Exercise text =
*-*-*
Functional analysis of candidate genes found no relevant functional descriptions for the 14 long non-coding RNAs. Among the 85 protein-coding genes, 21 are novel genes (Supplementary Table 1). Enrichment analysis identified 22 GO entries related to biological processes and 6 KEGG pathways (Supplementary Table 2、Supplementary Table 3). Among them, 18 GO entries and 5 KEGG pathways reached significant levels (corrected p < 0.05 was considered significantly enriched). Both candidate genes CAPRIN1 and JARID2 were involved in the most significant and highly enriched GO entry: gene expression. In addition, candidate gene JARID2 is involved in 9 biological processes, such as cellular macromolecule biosynthetic process and gene expression process.
3.4. ROH and correlation of inbreeding coefficients
In the F2 generation, a total of 42018 ROHs were detected from 380 samples. The quantity of ROH is highly correlated with its length, ranging from 0.9757 to 0.9837 (Fig. 4A). Based on the length of ROH, we classified ROH into 3 categories: 0.3 ~ 2 Mb, 2 ~ 4 Mb, and > 4 Mb[35, 36]. The shorter ROH segments (0.3 ~ 2 Mb) account for a high proportion (Fig. 4B), with an average length of 0.93Mb. The ROH on each chromosome were visualized (Fig. 4C and 4D) and the number, average length, and inbreeding coefficient of the ROH were calculated (Table 5).
We used the Logistic, Gompertz, Brody, and Von Bertalanffy four meat rabbit fitting curve models established by Liao[27], all of which successfully fit the growth curve of the F2 generation sample. It was found that the Logistic model had the best fitting effect, with a high model fitness of 0.996. Therefore, in this experiment, we fitted the growth curve of the population based on the Logistic model. The fitting results of the growth curve indicate that the inflection point of growth is 49 days old. Hence, the analysis of ROH and FROH at 49 days old shows that the range of correlation with heterosis is -0.1267 to 0.07436 for ROH and 0.8754 to 0.9150 for ROH and FROH.
*-*-*
Assignment 1 =
Name every growth curve model that the rabbit study text says was used to fit the F2 generation's growth.
Assignment 2 =
Extend the rabbit study text with a few sentences that pick up right after its final sentence.

Collected data =
*-*-*
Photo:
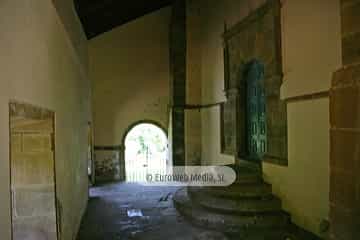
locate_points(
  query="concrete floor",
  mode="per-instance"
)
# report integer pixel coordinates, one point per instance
(107, 215)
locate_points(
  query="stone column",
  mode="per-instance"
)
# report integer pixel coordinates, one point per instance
(178, 80)
(345, 131)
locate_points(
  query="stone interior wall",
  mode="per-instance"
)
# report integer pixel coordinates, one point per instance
(257, 38)
(107, 165)
(177, 37)
(129, 68)
(32, 175)
(311, 52)
(345, 130)
(193, 128)
(39, 65)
*-*-*
Expected answer 1 =
Logistic, Gompertz, Brody, Von Bertalanffy

Expected answer 2 =
3.5. Functional annotation of candidate genes in ROH.
Perform frequency statistics on SNPs of ROH, the top 5% high-frequency SNPs were defined as high-frequency SNPs, and the ROH regions formed by them were defined as high-frequency ROH regions (a total of 1924 were detected). Annotation of SNPs in high-frequency regions identified 1018 candidate genes, including 748 protein-coding genes and 270 long non-coding RNAs (Supplementary Table 4). By annotating the genes in the high frequency region and using the whole genome SNPs marker information, 20 genes related to economic traits were identified. (Table 6). GO functional and KEGG signaling pathway enrichment analysis was performed on the selected candidate genes. The results indicated 28 GO entries, including 9 biological processes, 8 cellular components, and 11 molecular functions closely related, as shown in Fig. 5A. The most important biological processes were catalytic activity, magnesium ion binding, and ubiquitin-protein transferase activity, particularly those related to RNA binding. Additionally, eight significant KEGG signaling pathways are shown in Fig. 5B. MAP2K6 and MEP1B are involved in the signaling pathways of Salmonella infection and protein digestion and absorption, respectively(Supplementary Table 5).